_Given records_:
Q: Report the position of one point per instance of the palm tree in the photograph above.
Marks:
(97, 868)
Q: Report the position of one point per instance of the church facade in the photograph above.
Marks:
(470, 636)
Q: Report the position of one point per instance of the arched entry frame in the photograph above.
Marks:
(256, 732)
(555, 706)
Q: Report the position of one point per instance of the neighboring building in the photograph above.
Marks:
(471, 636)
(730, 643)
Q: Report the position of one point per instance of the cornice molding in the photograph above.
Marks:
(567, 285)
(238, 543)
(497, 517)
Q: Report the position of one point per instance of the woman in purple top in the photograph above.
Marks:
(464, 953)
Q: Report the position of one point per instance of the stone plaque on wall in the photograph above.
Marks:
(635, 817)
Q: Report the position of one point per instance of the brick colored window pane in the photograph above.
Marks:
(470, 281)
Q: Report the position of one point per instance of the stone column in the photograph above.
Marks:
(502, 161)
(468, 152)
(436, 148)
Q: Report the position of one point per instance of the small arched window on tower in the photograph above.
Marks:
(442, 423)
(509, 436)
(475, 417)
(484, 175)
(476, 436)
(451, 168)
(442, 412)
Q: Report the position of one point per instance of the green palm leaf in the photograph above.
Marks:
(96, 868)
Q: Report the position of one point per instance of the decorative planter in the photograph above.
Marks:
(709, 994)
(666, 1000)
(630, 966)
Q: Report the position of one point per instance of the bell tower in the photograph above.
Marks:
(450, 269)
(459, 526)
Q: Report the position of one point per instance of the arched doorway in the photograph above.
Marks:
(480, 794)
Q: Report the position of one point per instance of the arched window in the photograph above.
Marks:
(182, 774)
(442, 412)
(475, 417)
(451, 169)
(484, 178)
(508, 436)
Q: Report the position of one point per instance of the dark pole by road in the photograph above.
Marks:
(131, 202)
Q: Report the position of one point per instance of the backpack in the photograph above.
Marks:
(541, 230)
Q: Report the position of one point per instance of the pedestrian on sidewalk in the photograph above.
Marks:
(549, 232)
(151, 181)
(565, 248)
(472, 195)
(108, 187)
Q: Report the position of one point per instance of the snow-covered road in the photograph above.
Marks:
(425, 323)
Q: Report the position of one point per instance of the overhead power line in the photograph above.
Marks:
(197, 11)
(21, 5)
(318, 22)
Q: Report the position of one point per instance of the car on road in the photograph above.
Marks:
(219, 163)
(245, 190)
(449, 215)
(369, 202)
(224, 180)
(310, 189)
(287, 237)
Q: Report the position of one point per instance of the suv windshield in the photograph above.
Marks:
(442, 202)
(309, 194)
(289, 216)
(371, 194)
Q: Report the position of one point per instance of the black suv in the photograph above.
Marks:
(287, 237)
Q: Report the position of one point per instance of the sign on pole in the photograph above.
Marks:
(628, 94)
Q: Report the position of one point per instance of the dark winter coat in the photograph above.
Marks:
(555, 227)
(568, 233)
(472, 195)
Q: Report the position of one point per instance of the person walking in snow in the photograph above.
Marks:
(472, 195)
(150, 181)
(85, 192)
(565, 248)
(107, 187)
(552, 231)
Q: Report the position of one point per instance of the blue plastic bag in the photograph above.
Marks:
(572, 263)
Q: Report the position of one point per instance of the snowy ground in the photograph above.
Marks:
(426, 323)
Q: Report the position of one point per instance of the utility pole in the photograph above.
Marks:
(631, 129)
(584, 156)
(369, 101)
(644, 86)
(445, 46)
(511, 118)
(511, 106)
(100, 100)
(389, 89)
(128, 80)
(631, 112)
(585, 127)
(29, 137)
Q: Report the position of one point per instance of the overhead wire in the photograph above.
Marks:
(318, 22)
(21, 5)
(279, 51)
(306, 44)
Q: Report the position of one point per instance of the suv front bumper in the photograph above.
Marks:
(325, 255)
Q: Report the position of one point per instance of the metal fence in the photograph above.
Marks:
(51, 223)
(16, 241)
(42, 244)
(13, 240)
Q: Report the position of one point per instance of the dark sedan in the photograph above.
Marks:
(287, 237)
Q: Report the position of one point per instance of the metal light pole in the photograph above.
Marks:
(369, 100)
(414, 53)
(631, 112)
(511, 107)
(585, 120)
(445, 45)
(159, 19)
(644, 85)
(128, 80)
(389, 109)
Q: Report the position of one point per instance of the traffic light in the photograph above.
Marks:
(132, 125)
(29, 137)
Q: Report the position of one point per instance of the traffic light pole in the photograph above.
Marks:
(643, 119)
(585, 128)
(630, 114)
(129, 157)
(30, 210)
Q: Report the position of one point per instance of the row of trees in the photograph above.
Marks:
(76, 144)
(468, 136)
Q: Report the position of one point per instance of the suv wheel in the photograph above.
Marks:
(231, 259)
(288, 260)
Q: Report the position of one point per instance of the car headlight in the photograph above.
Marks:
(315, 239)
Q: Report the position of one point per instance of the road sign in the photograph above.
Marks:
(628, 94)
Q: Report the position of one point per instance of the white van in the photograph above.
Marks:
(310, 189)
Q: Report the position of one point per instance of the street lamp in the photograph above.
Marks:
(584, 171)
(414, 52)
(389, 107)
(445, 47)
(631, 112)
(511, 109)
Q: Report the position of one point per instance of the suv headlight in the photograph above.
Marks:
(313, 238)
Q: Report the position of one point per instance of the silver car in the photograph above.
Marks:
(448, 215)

...

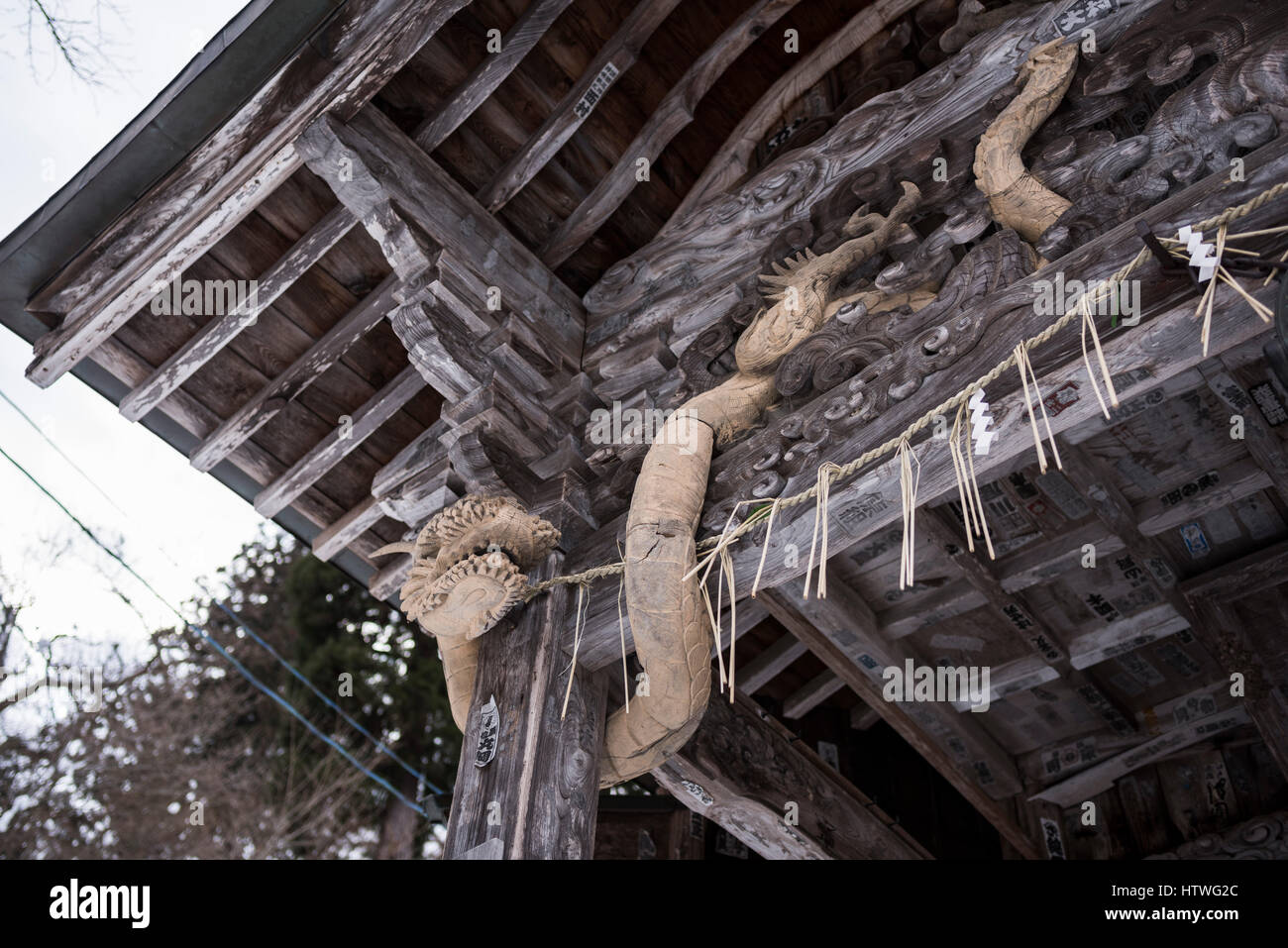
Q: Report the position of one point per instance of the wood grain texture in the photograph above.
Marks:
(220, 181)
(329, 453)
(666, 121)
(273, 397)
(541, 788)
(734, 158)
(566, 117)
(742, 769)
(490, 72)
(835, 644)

_Task prompt_: Return every line of the material above that contains the word "stone".

_Answer for this exercise_:
Q: Report the position of one point per instance of the stone plaque on wall in the photograph above.
Q: Report the position of one point per instance of the stone column in the photograph above.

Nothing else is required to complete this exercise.